Would you please retype the records that follow, word for word?
--- --- ---
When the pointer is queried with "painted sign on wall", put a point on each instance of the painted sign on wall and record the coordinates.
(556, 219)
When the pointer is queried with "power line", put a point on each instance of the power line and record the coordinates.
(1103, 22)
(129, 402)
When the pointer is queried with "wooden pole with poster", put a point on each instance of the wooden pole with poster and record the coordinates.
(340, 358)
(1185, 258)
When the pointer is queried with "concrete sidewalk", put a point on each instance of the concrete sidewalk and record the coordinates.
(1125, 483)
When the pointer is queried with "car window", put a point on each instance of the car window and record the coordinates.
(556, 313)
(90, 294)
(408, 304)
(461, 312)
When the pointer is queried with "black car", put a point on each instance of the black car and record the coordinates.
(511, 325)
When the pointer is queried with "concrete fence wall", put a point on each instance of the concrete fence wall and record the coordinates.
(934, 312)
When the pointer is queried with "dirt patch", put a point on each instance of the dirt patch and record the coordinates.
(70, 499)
--- --- ---
Finished task →
When the pointer is queried with "painted sign on wall", put a point on each instance of the painted sign on wall and record the coordinates.
(556, 219)
When the pointer is queried with "power line", put a point on each instance of the power line and record the coordinates.
(1103, 22)
(129, 402)
When the pointer is queried with "wooden pole with poster", put a point on each instance of the wooden pole with poster and record the coordinates.
(340, 358)
(1185, 258)
When the pointer is queried with "concrete sidewalk", put a point on each instance of the concrete sidewalk and record the coordinates.
(1125, 483)
When the pointer is queried with "car window", put a point on each instance of the car window and record the coordinates.
(556, 313)
(90, 294)
(408, 304)
(461, 312)
When the pointer is queried with "black car", put a point on each instance of the black car and record the coordinates.
(511, 325)
When the pointer is queried with "concrete fence wall", put a point on each instance of the concrete fence wall and record the coordinates.
(934, 312)
When the pointer is queried with "dirt patch", put a point on each instance of the dirt patch and record the coordinates.
(70, 499)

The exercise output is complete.